(Tarefas)
1. Copie sem alterações, do texto sobre a Santíssima Trindade, tudo o que vai de "Solenidade da Santíssima Trindade" até "fé: a Santíssima Trindade.".
2. Prossiga com o texto sobre a Santíssima Trindade a partir do ponto em que ele termina.

Solenidade da Santíssima Trindade

15/06/2025

Tudo na vida começa e termina com o Sinal da Cruz, no qual invocamos Deus que é Uno e Trino (ou seja, que é um só Deus e, ao mesmo tempo, é Pai e Filho e Espírito Santo). É assim ao se levantar, ao tomar as refeições, ao iniciar os trabalhos, diante de um perigo e, por fim, na hora de ir dormir. A Santa Missa, a nossa comunhão com o Céu, começa e termina invocando-se a Santíssima Trindade. Sim, Deus é origem e fim de tudo em nossas vidas!

Por isso hoje a Igreja, tendo passado por todos os mistérios da nossa salvação durante o ano litúrgico (o nascimento, a paixão, a morte, a ressurreição e a ascensão de Cristo, e com o envio do Espírito Santo), faz-nos contemplar um mistério grandioso da nossa fé: a Santíssima Trindade.

Neste dia é oportuno não só recordar o que sabemos deste mistério de nossa fé, mas também lembrar que fomos batizados “em nome do Pai e do Filho e do Espírito Santo” e desde então chamados a viver a vida da Trindade, agora, aqui na terra, e depois no céu. Por isso hoje eu vos convido a contemplar o mistério e a lembrar o que ele significa em nossas vidas:

1. Contemplar o mistério: quem é Deus?

Uma das mais belas definições de Deus está numa das epístolas de S. João. Se lhe perguntássemos “Quem é Deus?”, o discípulo amado nos responderia: “Deus é amor” (1). E por essa definição podemos começar uma reflexão muito simples para perceber a Trindade:

Se Deus é amor, a quem Ele ama? Os homens? Sim, mas os homens começaram a existir há certo tempo. A quem Deus amava antes? O universo? Sim, mas também o universo foi criado, e em um determinado tempo não existia! Então Deus ama a si mesmo? Isso seria um egoísmo se Deus fosse uma pessoa só… então, isso quer dizer que…

Aqui surge a resposta que nos foi revelada por Cristo: Deus é Amor porque ama com amor infinito seu Filho. Eis a Santíssima Trindade: em Deus há um que ama (Pai), outro que é amado (Filho) e o amor que os une (Espírito Santo).

(Excertos de dados)

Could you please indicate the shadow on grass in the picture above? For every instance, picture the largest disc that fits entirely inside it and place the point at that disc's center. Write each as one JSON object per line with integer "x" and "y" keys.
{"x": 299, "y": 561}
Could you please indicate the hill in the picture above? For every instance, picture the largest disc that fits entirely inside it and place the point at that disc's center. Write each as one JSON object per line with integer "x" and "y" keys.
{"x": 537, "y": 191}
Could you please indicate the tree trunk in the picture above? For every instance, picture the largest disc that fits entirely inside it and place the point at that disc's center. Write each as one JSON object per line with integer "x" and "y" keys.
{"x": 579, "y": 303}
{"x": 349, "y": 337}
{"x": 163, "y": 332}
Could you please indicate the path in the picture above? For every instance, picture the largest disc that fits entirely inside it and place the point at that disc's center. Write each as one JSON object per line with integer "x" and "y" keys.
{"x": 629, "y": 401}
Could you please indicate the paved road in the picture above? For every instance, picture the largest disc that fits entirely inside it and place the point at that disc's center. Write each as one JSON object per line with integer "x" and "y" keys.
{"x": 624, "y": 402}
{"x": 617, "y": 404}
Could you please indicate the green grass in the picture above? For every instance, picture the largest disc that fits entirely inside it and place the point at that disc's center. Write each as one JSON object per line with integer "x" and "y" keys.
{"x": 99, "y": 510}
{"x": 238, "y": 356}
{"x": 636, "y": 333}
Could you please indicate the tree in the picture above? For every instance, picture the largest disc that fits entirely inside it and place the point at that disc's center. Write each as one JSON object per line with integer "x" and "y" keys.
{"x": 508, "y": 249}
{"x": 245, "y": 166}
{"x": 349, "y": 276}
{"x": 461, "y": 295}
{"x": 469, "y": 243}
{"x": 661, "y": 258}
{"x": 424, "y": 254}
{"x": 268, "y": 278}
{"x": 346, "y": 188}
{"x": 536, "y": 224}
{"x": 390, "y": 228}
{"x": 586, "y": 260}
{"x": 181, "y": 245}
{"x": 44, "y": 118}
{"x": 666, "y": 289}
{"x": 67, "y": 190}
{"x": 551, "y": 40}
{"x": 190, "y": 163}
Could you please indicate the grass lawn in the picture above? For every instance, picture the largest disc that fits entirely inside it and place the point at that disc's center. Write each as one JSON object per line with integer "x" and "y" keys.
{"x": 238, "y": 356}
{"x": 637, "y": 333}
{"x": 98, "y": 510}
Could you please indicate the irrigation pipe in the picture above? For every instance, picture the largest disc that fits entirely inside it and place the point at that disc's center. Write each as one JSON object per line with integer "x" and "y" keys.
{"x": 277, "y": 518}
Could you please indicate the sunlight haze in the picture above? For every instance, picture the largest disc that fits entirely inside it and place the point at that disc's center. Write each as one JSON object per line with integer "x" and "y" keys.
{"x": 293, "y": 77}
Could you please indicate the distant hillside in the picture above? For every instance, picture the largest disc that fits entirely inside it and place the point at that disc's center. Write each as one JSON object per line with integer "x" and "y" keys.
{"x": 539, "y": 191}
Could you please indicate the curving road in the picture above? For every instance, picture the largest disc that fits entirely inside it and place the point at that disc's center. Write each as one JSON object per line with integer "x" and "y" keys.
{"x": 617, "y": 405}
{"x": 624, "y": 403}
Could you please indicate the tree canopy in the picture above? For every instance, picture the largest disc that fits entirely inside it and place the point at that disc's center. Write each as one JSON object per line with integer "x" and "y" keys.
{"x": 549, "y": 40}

(Resultados por tarefa)
1.
Solenidade da Santíssima Trindade

15/06/2025

Tudo na vida começa e termina com o Sinal da Cruz, no qual invocamos Deus que é Uno e Trino (ou seja, que é um só Deus e, ao mesmo tempo, é Pai e Filho e Espírito Santo). É assim ao se levantar, ao tomar as refeições, ao iniciar os trabalhos, diante de um perigo e, por fim, na hora de ir dormir. A Santa Missa, a nossa comunhão com o Céu, começa e termina invocando-se a Santíssima Trindade. Sim, Deus é origem e fim de tudo em nossas vidas!

Por isso hoje a Igreja, tendo passado por todos os mistérios da nossa salvação durante o ano litúrgico (o nascimento, a paixão, a morte, a ressurreição e a ascensão de Cristo, e com o envio do Espírito Santo), faz-nos contemplar um mistério grandioso da nossa fé: a Santíssima Trindade.

2.
E quem nos revelou este mistério? Jesus Cristo! Ele nos revelou o Pai e nos deu o Espírito Santo. Se Cristo não nos tivesse revelado nunca saberíamos que Deus é assim! Foi o que disse S. Tomás de Aquino (2).

Pouco a pouco, como um bom professor (na pedagogia divina), Deus foi nos revelando quem Ele É. No Antigo Testamento fica bem claro que há um só Deus, evitando assim o erro do politeísmo (3). Deus falou-nos como se fala com um amigo, assim como ouvimos na Primeira Leitura na experiência de Moisés!

E no Novo Testamento Jesus confirma que Deus é um, mas diz também que Nele existem três Pessoas diferentes. Por isso ouvimos no Evangelho aquela conversa noturna com Nicodemos, em que Cristo revela tesouros preciosos sobre a nossa fé, principalmente sobre a Trindade!

É claro que amor é mistério, ou seja, vai além da razão. Não seria possível apenas com os nossos raciocínios e a nossa capacidade intelectual chegar a essa conclusão. E ainda que Deus tenha nos revelado em Jesus quem Ele é, a penumbra do mistério vai continuar sempre, nesta vida, até o dia em que “ante o fulgor daquela luz, não haverá duvidas” (4).

2. Viver o mistério: Deus nos ama e mora em nós!

a) Como Deus nos ama?

  • Tanto Deus amou o mundo que nos criou: Ele nos amou desde o princípio, quando nos tirou do nada. É por seu amor que somos sustentados na existência. Se por um minuto Deus deixasse de nos amar (de pensar em nós) desapareceríamos, para sempre!
  • Tanto Deus amou o mundo que nos redimiu: Tendo o pecado nos afastado Dele, Ele veio em nosso socorro. E por isso enviou seu Filho que nos mostrou o rosto misericordioso do Pai e pagou o preço do nosso regaste, se fazendo vítima por nossas ofensas.
  • Tanto Deus amou o mundo que nos santifica: E tudo isso começou pelo Batismo, quando as portas do céu foram abertas para nós. E o Espírito Santo nos conduz para que não nos desviemos do caminho. E assim caminhamos para a vida eterna, que não é outra coisa senão Deus mesmo.

b) Como Deus mora em nós?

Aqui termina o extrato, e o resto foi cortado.